**Passage given:**
Data Storage Formats & Database Categories¶

OLTP vs OLAP¶

Aspect	OLTP	OLAP
Purpose	Process transactions	Analyze data
Operations	INSERT, UPDATE, DELETE	SELECT, aggregate, join
Query pattern	Simple, by primary key	Complex, full-table scans
Data scope	Current state, single rows	Historical, millions of rows
Response time	Milliseconds	Seconds to minutes
Users	App users, services	Analysts, dashboards
Schema	Normalized (3NF)	Denormalized (star/snowflake)
Concurrency	Thousands of short txns	Few long-running queries
Optimized for	Write throughput	Read throughput

Database Categories¶

Category	How it stores	Best for	Examples
Row-oriented	Records together	OLTP, single-record access	MySQL, PostgreSQL, MongoDB (BSON)
Column-oriented	Columns together	OLAP, aggregations	Parquet, ORC, ClickHouse, Redshift
Document	Nested JSON/BSON trees	Flexible schema, hierarchical data	MongoDB, CouchDB, Firestore
Key-Value	Hash map (key → blob)	Cache, session, config	Redis, DynamoDB, etcd
Graph	Nodes + edges	Relationships, traversals	Neo4j, Amazon Neptune, JanusGraph
Time-series	Timestamp-indexed	Metrics, IoT, logs	Prometheus, InfluxDB, TimescaleDB
Wide-column	Column families	Sparse data, high write throughput	Cassandra, HBase, ScyllaDB
Vector	Embeddings (float arrays)	AI/ML similarity search	Pinecone, Milvus, pgvector
Hybrid (HTAP)	Row + column combined	Both OLTP + OLAP	TiDB, SingleStore, AlloyDB

File Formats¶

Row-Oriented File Formats¶

CSV — Plain text, delimiter-separated. No types, no compression, no indexes. Universal but inefficient.
JSON Lines — One JSON object per line. Self-describing schema. Good for streaming.
Avro — Binary, schema-embedded, row-oriented. Compact, schema evolution support. Kafka's default.

Columnar File Formats¶

Parquet¶

Industry standard columnar format (Apache). Stores data in row groups, each containing column chunks with per-column compression and min/max statistics.

File = [Row Group 1] [Row Group 2] ... [Footer (schema + stats)]
Row Group = [Column Chunk A] [Column Chunk B] ...

**Given problem 1:** Select every line in the records below that contains the word "region", and copy each one.

**Exercise inputs:**
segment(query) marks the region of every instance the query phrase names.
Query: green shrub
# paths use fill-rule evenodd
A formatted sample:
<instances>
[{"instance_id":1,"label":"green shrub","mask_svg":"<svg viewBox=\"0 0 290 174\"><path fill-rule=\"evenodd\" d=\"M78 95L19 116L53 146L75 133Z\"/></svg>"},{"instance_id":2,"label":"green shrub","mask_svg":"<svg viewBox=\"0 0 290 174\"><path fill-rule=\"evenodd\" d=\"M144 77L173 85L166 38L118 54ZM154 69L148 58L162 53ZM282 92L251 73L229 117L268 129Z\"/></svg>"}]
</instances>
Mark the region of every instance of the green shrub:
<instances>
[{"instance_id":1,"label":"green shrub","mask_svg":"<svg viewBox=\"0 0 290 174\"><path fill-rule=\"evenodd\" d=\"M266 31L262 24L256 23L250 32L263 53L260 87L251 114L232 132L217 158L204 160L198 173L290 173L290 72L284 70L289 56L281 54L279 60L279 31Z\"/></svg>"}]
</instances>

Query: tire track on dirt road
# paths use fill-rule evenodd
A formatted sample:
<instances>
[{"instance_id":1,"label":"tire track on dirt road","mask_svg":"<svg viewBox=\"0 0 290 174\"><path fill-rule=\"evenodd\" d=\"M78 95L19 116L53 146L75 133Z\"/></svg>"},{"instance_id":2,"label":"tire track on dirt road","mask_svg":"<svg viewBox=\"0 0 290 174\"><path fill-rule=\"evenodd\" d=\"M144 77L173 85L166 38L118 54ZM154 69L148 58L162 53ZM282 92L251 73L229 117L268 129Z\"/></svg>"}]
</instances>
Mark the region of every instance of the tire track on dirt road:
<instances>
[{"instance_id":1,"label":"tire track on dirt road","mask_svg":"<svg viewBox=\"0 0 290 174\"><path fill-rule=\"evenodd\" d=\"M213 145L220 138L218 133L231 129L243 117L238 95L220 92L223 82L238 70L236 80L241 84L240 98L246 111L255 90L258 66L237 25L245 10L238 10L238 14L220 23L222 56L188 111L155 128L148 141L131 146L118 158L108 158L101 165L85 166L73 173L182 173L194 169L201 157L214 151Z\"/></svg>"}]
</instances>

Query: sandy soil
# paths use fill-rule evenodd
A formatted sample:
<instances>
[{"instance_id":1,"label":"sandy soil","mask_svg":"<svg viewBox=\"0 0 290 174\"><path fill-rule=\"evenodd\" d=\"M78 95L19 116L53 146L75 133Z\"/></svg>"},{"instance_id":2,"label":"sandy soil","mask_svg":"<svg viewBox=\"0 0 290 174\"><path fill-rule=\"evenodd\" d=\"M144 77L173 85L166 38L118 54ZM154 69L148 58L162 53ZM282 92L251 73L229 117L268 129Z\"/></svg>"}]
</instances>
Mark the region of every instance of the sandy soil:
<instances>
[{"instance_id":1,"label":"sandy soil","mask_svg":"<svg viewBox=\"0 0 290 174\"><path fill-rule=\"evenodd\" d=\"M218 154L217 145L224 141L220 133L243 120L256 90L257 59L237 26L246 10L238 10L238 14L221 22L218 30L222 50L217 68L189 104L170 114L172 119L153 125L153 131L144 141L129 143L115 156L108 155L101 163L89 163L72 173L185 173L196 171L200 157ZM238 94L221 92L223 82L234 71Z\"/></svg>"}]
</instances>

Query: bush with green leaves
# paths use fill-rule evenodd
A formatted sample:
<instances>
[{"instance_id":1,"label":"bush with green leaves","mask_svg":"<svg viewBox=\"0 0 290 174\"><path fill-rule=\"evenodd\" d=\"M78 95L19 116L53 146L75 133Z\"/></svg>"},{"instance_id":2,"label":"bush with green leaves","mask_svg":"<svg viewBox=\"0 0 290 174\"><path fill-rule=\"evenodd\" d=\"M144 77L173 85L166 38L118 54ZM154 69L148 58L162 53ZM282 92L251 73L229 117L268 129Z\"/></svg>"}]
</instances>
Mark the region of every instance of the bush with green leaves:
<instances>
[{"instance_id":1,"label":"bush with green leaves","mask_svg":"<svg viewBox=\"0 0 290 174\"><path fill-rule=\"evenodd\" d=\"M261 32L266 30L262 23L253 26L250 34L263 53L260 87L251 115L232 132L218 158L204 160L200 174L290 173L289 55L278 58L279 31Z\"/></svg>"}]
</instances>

**Given problem 2:** Go on with the passage on data storage formats and database categories, starting right after its last line.

**Right answer 1:**
segment(query) marks the region of every instance the query phrase names.
Mark the region of every instance of the green shrub:
Mark the region of every instance of the tire track on dirt road:
Mark the region of every instance of the sandy soil:
Mark the region of every instance of the bush with green leaves:

**Right answer 2:**
Column Chunk = [Page 1 (compressed)] [Page 2] ...

Predicate pushdown: skip row groups where min/max doesn't match filter
Projection pushdown: read only requested columns
Nested data: Dremel encoding (repetition + definition levels)
Compression: Snappy (fast), ZSTD (balanced), Gzip (small)

ORC (Optimized Row Columnar)¶

Hadoop/Hive ecosystem columnar format. Similar to Parquet but with built-in indexes and ACID support.

File = [Stripe 1] [Stripe 2] ... [Footer]
Stripe (~250MB) = [Index] [Data (columnar)] [Stripe Footer]

Built-in bloom filters and min/max indexes per stripe
Native ACID transactions (Hive)
Better for: Hive workloads, UPDATE/DELETE on data lake

Parquet vs ORC¶

Aspect	Parquet	ORC
Ecosystem	Universal	Hive-centric
Nested data	Better (Dremel)	Struct/List/Map
ACID	No	Yes (Hive)
Indexes	Min/max, optional bloom	Built-in bloom + min/max
Adoption	Industry standard	Hadoop shops

Serialization Formats¶

Protocol Buffers — Google's binary format. Schema-defined (.proto), compact, fast. gRPC's wire format.
Thrift — Facebook's equivalent to Protobuf. Less common now.
MessagePack — Binary JSON. Smaller than JSON, faster to parse.
BSON — Binary JSON (MongoDB's native format). Supports types JSON doesn't (Date, Binary, ObjectId).
Arrow — In-memory columnar format. Zero-copy reads, cross-language (Python ↔ Java ↔ Rust). Not a file format but a memory layout.

Storage Engine vs File Format¶

Layer	Purpose	Examples
File format	How bytes are laid out on disk	CSV, Parquet, ORC, Avro
Storage engine	How a database manages reads/writes	InnoDB, WiredTiger, RocksDB
Database	Query interface + storage engine	MySQL (InnoDB), MongoDB (WiredTiger)

A database can use multiple file formats (Spark reads CSV, Parquet, ORC, JSON). A file format has no query engine — it's just bytes on disk.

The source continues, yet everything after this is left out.